_指示_: 以下のエントリをすべて、「shelf audit」を「stock check」に置き換えて編集し、ほかの部分は一切変えずに示してください。
== 入力行
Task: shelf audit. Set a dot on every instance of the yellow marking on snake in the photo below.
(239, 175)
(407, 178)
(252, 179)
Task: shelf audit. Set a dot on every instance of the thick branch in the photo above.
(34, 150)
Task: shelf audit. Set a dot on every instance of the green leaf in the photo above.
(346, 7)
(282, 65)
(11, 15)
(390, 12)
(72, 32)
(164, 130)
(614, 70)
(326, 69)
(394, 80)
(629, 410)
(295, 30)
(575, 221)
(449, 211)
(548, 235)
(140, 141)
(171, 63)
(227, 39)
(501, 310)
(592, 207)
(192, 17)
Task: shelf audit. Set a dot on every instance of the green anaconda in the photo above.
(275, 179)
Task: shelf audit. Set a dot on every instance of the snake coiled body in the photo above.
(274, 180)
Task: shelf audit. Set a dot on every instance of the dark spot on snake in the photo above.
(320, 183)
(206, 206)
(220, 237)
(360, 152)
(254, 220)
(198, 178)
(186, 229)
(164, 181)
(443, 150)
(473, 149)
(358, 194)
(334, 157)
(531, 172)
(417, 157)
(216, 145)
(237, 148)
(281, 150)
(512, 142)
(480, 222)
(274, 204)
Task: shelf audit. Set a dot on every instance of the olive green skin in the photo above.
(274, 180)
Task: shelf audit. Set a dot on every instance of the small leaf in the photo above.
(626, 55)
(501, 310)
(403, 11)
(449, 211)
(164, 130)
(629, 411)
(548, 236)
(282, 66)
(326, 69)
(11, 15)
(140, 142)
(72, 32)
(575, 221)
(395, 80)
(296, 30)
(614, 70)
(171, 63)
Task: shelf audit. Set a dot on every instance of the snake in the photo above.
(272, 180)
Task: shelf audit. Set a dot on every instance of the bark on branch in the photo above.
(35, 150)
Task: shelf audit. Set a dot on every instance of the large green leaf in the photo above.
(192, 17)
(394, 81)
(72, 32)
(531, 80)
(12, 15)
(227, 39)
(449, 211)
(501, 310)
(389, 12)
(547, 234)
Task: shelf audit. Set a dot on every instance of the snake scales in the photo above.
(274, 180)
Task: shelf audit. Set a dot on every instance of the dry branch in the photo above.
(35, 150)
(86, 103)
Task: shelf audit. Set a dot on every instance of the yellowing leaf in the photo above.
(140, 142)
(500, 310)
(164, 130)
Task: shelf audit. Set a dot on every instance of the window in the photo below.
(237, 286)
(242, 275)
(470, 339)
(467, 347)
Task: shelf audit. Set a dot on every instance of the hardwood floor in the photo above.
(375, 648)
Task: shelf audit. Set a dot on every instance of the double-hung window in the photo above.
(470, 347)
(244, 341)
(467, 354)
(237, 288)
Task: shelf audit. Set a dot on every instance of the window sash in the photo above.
====
_回答_:
Task: stock check. Set a dot on every instance of the yellow marking on snake in the photo below.
(239, 175)
(407, 178)
(252, 179)
Task: stock check. Set a dot on every instance of the thick branch in the photo above.
(34, 150)
Task: stock check. Set a dot on every instance of the green leaf in the photo above.
(346, 7)
(282, 65)
(11, 15)
(390, 12)
(72, 32)
(164, 130)
(614, 70)
(326, 69)
(394, 80)
(629, 410)
(295, 30)
(575, 221)
(449, 211)
(548, 235)
(140, 141)
(171, 63)
(227, 39)
(501, 310)
(592, 207)
(192, 17)
Task: stock check. Set a dot on every instance of the green anaconda in the photo above.
(275, 179)
Task: stock check. Set a dot on every instance of the snake coiled body in the photo above.
(274, 180)
Task: stock check. Set a dot on every instance of the dark spot on snake in the photo above.
(320, 183)
(206, 206)
(220, 237)
(360, 152)
(254, 220)
(198, 178)
(186, 229)
(164, 181)
(443, 150)
(473, 149)
(358, 194)
(334, 157)
(531, 172)
(417, 157)
(216, 145)
(237, 148)
(281, 150)
(512, 142)
(480, 222)
(274, 204)
Task: stock check. Set a dot on every instance of the olive green skin in the photo above.
(274, 180)
Task: stock check. Set a dot on every instance of the small leaf in the photo above.
(626, 55)
(501, 310)
(403, 11)
(449, 211)
(164, 130)
(629, 411)
(548, 236)
(282, 66)
(326, 69)
(11, 15)
(140, 142)
(72, 32)
(575, 221)
(395, 80)
(296, 30)
(614, 70)
(171, 63)
Task: stock check. Set a dot on every instance of the snake in the photo above.
(272, 180)
Task: stock check. Set a dot on every instance of the bark on branch in the photo above.
(35, 150)
Task: stock check. Set a dot on every instance of the large green leaf in the photo above.
(192, 17)
(394, 81)
(72, 32)
(531, 80)
(12, 15)
(227, 39)
(449, 211)
(501, 310)
(389, 12)
(547, 234)
Task: stock check. Set a dot on every instance of the snake scales in the photo above.
(274, 180)
Task: stock check. Set a dot on every instance of the dry branch in the photo above.
(35, 150)
(86, 103)
Task: stock check. Set a dot on every instance of the yellowing leaf in the photo above.
(140, 142)
(500, 310)
(164, 130)
Task: stock check. Set a dot on every instance of the window in the photo below.
(237, 286)
(242, 275)
(470, 339)
(467, 347)
Task: stock check. Set a dot on every instance of the hardwood floor in the photo above.
(375, 648)
Task: stock check. Set a dot on every instance of the double-hung window in the photo above.
(470, 347)
(244, 341)
(467, 354)
(237, 288)
Task: stock check. Set a dot on every instance of the window sash in the photo above.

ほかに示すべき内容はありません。